REQUIREMENT
Your answer must be the exact lines from the one holding "Target: blue jacket" through the final line of the records below, both included, and nothing more.

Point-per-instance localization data
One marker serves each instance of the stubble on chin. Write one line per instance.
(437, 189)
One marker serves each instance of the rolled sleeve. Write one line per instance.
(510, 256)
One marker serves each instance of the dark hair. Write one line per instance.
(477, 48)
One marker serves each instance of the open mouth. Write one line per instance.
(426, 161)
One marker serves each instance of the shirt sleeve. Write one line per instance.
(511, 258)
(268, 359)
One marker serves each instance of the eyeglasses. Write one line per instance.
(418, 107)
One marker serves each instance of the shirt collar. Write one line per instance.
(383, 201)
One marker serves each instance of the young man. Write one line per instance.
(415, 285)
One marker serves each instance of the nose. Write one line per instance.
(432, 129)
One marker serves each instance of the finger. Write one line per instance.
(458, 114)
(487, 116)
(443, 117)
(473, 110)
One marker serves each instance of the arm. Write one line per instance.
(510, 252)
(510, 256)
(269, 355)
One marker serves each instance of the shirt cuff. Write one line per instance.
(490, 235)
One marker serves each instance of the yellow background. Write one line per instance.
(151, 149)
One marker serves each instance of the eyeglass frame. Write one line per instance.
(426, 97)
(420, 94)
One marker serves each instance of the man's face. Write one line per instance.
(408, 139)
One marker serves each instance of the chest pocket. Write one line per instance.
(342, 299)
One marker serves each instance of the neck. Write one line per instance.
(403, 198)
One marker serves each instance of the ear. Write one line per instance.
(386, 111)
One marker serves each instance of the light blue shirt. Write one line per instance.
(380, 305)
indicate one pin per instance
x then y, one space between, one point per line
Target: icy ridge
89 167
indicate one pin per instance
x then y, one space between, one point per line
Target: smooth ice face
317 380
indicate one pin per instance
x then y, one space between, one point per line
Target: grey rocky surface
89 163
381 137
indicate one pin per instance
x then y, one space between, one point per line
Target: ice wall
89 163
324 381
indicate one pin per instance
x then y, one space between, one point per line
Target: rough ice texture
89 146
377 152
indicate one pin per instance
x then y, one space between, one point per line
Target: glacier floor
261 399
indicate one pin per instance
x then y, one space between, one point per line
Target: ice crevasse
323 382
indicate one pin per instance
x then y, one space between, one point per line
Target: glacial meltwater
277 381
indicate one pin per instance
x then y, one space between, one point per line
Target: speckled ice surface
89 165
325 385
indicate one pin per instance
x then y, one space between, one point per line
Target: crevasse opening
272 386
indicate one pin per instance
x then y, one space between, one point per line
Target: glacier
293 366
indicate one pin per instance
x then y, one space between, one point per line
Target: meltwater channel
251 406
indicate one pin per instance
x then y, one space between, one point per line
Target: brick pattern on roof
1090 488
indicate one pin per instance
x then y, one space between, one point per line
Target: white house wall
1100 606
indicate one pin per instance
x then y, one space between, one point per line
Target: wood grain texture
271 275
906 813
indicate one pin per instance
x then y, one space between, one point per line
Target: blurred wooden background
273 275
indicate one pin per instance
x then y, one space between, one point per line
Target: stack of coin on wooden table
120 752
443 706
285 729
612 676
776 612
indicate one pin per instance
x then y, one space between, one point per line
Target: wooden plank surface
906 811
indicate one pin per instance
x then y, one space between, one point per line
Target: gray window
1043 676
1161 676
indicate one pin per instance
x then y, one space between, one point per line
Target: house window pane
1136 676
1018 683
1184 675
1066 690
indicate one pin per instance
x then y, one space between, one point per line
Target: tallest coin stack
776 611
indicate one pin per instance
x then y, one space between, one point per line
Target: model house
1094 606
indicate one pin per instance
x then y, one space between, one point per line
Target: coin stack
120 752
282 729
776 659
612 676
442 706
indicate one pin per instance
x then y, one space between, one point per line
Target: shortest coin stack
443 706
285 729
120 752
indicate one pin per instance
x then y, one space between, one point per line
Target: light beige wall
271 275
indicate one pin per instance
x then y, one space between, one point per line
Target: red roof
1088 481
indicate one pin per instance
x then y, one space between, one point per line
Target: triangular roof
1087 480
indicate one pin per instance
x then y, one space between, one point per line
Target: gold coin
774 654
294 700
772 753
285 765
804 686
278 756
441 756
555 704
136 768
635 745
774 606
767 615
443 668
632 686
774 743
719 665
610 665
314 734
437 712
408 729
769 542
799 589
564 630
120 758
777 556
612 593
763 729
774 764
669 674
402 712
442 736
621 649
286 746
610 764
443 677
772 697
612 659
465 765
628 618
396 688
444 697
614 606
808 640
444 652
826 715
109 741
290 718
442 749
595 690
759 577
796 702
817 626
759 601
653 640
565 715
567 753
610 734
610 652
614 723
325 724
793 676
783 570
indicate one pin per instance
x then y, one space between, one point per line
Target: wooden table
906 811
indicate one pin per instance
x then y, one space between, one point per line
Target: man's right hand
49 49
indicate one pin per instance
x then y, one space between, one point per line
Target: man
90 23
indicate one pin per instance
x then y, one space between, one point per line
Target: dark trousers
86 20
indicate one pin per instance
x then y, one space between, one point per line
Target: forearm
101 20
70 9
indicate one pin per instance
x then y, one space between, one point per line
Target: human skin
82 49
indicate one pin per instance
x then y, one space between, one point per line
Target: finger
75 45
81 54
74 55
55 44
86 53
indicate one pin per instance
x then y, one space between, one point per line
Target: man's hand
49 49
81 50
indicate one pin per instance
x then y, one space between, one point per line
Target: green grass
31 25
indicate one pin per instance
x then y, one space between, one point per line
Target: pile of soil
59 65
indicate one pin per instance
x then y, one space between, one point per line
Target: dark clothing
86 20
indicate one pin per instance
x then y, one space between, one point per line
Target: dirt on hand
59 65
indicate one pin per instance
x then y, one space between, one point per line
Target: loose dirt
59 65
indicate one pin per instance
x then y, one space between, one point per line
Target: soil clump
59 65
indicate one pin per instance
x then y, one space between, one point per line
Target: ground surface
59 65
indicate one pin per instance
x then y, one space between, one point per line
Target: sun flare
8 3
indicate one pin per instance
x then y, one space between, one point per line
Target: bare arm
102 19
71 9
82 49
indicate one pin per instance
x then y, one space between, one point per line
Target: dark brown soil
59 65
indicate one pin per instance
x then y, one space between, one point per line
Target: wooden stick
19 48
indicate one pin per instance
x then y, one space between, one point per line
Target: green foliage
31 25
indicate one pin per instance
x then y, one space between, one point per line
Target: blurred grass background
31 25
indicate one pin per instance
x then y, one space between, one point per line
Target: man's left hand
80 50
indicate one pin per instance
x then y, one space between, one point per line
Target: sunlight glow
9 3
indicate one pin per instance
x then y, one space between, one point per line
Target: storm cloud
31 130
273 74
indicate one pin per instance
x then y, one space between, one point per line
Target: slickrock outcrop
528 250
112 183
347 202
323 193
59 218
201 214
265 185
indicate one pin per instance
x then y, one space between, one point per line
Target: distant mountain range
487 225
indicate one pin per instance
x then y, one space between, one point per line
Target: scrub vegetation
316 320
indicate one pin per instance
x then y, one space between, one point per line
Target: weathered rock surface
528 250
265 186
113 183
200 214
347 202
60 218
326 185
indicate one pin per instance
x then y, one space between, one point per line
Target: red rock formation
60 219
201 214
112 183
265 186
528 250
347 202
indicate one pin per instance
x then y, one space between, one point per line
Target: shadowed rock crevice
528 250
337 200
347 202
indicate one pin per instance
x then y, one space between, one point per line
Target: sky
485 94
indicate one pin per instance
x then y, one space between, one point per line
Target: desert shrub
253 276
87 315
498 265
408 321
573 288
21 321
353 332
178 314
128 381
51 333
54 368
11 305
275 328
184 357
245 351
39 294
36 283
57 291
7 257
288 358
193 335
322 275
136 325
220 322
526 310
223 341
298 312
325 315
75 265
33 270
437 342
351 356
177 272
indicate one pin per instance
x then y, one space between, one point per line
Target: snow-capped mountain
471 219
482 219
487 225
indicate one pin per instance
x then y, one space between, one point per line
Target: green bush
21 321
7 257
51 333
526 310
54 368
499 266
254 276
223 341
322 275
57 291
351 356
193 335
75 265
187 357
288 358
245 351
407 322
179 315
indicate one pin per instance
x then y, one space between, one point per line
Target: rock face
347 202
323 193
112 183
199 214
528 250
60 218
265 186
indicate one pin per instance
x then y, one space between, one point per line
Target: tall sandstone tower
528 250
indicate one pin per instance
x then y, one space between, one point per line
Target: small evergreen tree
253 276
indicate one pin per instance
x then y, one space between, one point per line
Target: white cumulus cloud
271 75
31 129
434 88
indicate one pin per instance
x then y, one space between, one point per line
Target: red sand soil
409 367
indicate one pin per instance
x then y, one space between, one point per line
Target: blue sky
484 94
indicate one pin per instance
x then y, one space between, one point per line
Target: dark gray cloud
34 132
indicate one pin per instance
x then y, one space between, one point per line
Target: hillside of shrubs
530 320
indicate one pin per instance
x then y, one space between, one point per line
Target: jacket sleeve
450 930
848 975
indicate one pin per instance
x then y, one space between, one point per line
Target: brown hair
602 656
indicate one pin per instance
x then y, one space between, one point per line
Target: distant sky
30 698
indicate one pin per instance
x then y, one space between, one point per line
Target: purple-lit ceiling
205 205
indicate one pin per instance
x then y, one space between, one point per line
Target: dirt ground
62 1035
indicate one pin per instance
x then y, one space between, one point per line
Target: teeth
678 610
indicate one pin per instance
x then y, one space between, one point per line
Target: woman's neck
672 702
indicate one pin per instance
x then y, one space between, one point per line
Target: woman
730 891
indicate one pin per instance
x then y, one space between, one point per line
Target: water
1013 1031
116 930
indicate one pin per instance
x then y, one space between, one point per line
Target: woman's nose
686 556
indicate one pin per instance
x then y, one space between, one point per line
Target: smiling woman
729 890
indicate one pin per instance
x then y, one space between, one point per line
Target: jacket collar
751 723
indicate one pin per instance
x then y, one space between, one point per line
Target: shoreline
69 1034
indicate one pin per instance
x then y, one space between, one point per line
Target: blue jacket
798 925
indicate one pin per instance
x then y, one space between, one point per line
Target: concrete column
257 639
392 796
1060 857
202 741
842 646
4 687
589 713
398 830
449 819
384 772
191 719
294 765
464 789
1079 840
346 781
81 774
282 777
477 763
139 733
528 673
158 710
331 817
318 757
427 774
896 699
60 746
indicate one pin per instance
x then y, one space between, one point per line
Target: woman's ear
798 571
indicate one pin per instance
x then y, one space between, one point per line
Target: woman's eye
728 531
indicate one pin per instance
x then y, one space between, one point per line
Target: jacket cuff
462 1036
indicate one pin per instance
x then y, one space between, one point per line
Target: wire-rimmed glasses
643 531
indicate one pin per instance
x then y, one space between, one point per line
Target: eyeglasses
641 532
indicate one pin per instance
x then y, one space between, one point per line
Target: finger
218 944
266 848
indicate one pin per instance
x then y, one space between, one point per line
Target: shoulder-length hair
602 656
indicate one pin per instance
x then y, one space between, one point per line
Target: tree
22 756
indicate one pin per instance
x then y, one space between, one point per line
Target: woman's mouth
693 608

SOLUTION TO THIS TASK
Target: blue jacket
798 925
indicate one pin per instance
x then y, one space between, one point per line
Target: concrete column
257 639
392 796
1060 857
202 741
842 646
4 687
589 713
398 830
449 819
384 772
191 719
294 765
464 789
1079 840
346 781
81 774
282 777
477 763
139 733
528 673
158 710
331 817
318 757
427 774
896 699
60 746
indicate one pin per instance
x then y, one space between, one point per line
Target: woman's ear
798 571
indicate one pin per instance
x then y, one space between, one point per line
Target: woman's eye
728 531
indicate one pin per instance
x then y, one space between, one point per line
Target: jacket cuff
462 1036
indicate one pin per instance
x then y, one space between, one point per line
Target: wire-rimmed glasses
643 531
indicate one pin per instance
x then y, one space between, one point per line
Target: eyeglasses
641 532
indicate one pin per instance
x then y, one space between, one point per line
Target: finger
218 944
266 848
indicate one pin per instance
x then y, one space between, one point per line
Target: shoulder-length hair
602 656
indicate one pin per instance
x then y, one space between, one point per line
Target: tree
22 756
indicate one pin per instance
x then y, one space between, one point per line
Target: woman's mouth
693 608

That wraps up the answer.